:: Data to process ::
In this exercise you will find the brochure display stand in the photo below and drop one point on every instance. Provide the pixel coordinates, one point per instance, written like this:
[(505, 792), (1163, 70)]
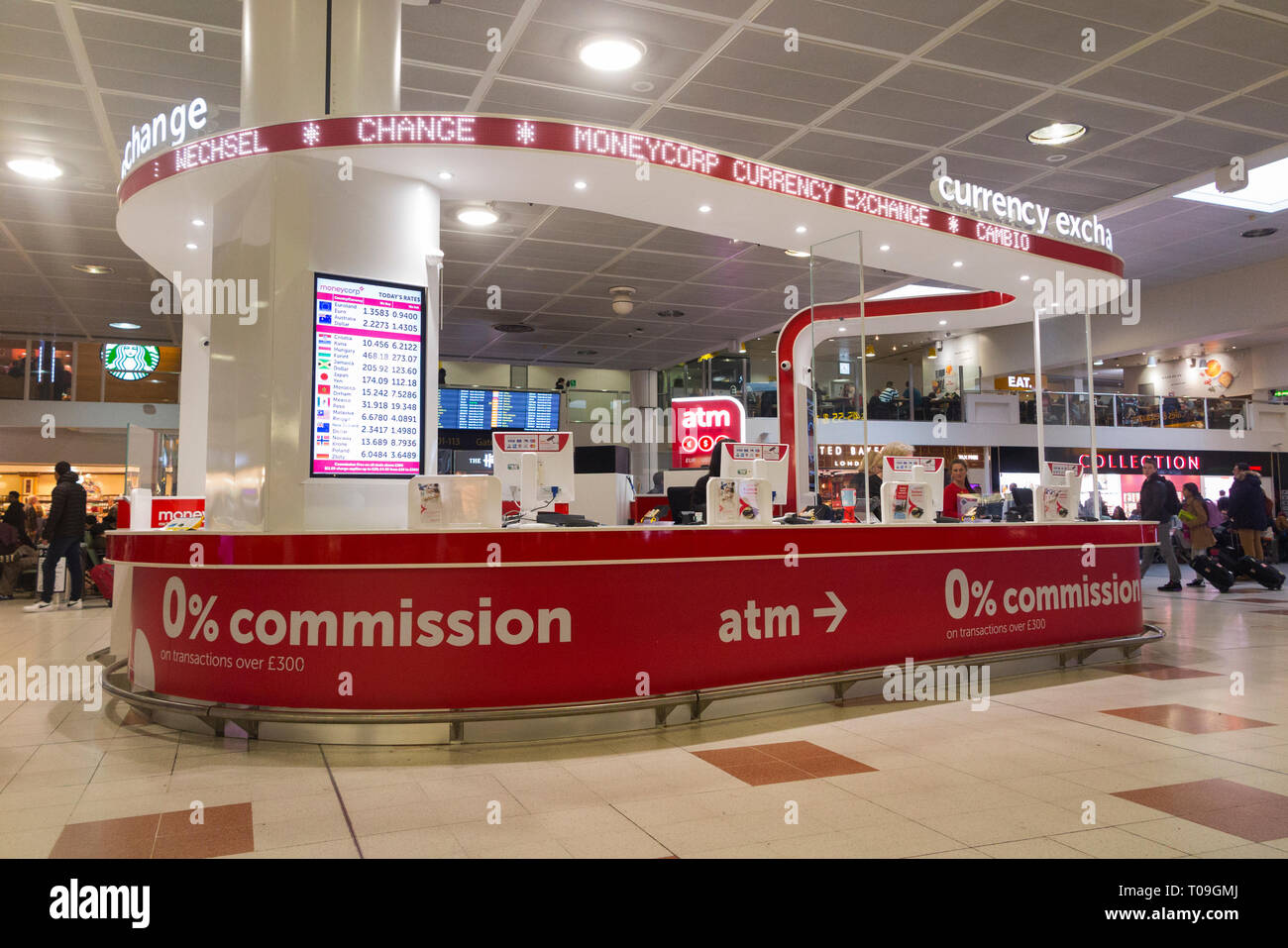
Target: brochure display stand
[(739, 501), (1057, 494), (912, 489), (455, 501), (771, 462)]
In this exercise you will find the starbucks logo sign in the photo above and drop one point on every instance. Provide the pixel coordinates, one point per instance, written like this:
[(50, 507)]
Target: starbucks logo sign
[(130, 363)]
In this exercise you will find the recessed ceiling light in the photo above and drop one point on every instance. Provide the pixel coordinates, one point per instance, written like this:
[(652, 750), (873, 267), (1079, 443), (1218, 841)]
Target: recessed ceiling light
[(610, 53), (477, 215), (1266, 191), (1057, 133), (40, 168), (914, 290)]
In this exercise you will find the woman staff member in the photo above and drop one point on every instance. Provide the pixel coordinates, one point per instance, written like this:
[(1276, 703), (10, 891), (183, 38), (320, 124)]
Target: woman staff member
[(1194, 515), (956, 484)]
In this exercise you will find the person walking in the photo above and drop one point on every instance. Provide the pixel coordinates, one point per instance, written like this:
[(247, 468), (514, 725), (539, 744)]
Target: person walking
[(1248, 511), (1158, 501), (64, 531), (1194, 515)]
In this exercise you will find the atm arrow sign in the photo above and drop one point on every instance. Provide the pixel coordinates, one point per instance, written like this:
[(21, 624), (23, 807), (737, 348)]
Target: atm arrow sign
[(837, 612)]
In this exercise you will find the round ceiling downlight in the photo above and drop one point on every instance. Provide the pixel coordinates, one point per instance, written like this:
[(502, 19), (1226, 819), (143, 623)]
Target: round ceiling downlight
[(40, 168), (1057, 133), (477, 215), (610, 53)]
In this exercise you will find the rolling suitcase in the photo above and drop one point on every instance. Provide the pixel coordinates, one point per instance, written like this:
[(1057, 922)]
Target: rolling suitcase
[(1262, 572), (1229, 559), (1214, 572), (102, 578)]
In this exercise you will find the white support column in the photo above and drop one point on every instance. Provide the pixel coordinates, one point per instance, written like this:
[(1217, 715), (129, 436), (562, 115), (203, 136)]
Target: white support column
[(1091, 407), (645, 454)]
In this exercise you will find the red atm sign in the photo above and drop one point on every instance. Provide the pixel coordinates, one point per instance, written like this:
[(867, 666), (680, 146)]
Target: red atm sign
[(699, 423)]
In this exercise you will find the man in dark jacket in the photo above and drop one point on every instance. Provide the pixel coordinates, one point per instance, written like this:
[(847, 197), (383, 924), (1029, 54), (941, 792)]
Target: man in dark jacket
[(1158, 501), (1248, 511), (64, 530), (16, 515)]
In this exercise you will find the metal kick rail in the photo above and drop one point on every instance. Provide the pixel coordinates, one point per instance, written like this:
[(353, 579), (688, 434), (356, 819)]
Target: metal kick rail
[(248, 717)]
:::
▸ About this exercise: When you copy the records above, keep every word exact but leave out the pictures.

▸ Exercise answer:
In this exercise you will find the brochure display stand in the photo below and drop one point on every instance. Provide the pixel coordinates, one point per instance, written like this:
[(505, 792), (1163, 70)]
Target: brochure display stand
[(739, 501), (1057, 494), (912, 489), (455, 501), (771, 462)]
In this exercise you will find the starbucks logo sign in the photo above and drop one point on every instance. Provide the pixel coordinates, one point per instance, written like this:
[(50, 507)]
Target: starbucks logo sign
[(130, 363)]
In this exercise you will find the recessed ceiling light in the photo above and drop one point on every instance. Provide the pixel coordinates, one point per instance, written like this:
[(652, 750), (873, 267), (1079, 443), (1218, 841)]
Target: recessed ceiling light
[(610, 53), (477, 215), (1266, 191), (1057, 133), (40, 168), (914, 290)]
In this exercise you will find the woman staff member in the photo above and drop one point on every instance. Provide the pixel coordinates, one point per instance, written like this:
[(1276, 703), (10, 891), (183, 38), (320, 124)]
Target: woman staff member
[(1194, 515), (956, 484)]
In this exercise you will find the person walking in the photo above and drop one point on every instance. Provide the pixel coordinates, one point per instance, written like this:
[(247, 468), (514, 725), (539, 744)]
Target: person walking
[(1248, 511), (1158, 501), (64, 531), (1194, 515)]
In this exercise you will find the atm arrow sign in the photo above and drop one point on every instance. Provide the pixel coordinates, one point per instance, written like this:
[(21, 624), (23, 807), (737, 348)]
Target: atm arrow sign
[(837, 612)]
In this exercise you will find the round ceiling downlight in the photo above and drop one point on every instance. Provide the pixel coordinates, one point per instance, written like this:
[(502, 19), (1226, 819), (143, 623)]
Target: round ceiling downlight
[(40, 168), (1057, 133), (477, 215), (610, 53)]
In this exercise you will find the rolling suitcase in the photo above and drop one point on every instance. Provide the pixel coordinates, one point per instance, written like this:
[(1057, 922)]
Target: rolling suitcase
[(1262, 572), (1229, 559), (1214, 572), (102, 578)]
In this exercise you will find the white support column in the photo above and drop one point on every instance. Provide the pixel coordinates, one point per instance, written like this:
[(1217, 715), (129, 436), (562, 115), (203, 136)]
Target: white support column
[(1091, 407), (645, 454)]
In this exercise you will find the red atm sign in the photo above and drop one point on every instance. Provide the pixel coordinates, one point per instance, written like this:
[(867, 666), (680, 146)]
Target: red atm sign
[(699, 423)]
In this exercise you will find the man in dark jacket in the photo above and drop one point on every instance. Provide the pixel coordinates, one point per instance, written like this:
[(847, 197), (383, 924), (1029, 54), (941, 792)]
Target: man in dark jacket
[(1158, 501), (1248, 511), (64, 530), (16, 515)]
In this exercise you will find the metal kick rail in the photo above and drop one point on every instance. Provide the pixel coordinates, one point per instance, written like this:
[(353, 579), (688, 434), (356, 819)]
Target: metal kick rail
[(248, 717)]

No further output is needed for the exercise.